### What you should do
How many lines in the items below contain the string "JSON", counting only matches in the same case? Reply with the number alone.

### Data excerpts
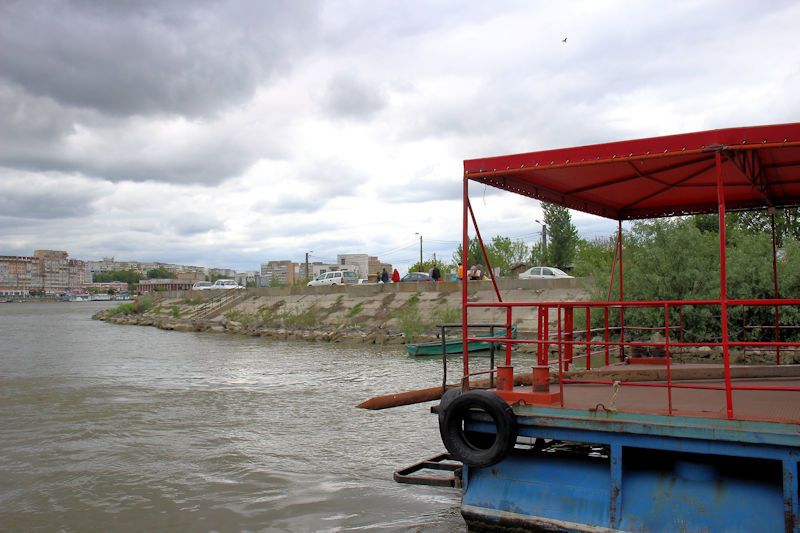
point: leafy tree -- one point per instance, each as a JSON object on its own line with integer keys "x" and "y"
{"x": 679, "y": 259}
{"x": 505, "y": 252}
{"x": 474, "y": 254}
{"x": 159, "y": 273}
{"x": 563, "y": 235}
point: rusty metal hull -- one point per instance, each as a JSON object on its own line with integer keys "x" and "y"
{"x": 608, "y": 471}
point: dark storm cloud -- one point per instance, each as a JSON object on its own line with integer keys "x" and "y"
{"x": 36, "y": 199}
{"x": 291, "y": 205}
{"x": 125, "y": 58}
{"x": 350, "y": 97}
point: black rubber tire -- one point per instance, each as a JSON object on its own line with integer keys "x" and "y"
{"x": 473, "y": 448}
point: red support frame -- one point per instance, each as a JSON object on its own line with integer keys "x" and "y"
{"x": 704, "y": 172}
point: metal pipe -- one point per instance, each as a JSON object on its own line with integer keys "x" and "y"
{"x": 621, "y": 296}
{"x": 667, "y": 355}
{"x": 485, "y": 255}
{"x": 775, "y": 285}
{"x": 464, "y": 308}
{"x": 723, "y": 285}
--
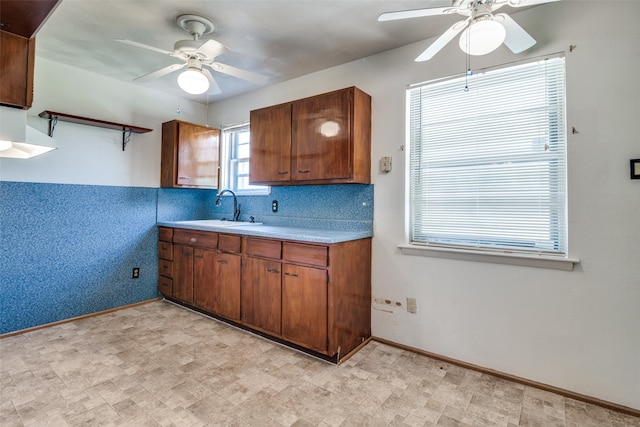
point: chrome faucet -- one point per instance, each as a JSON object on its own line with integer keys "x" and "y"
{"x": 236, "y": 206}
...
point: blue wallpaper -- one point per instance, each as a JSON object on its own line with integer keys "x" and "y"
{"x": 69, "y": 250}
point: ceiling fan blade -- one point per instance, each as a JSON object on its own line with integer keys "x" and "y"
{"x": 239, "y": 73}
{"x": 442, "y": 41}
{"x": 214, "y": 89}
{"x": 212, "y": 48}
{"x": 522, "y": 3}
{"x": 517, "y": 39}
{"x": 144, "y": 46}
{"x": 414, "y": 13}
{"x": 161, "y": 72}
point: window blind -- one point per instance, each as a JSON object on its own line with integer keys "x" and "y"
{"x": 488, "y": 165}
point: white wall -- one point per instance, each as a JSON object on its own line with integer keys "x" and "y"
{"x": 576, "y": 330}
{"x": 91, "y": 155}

### Response to this task
11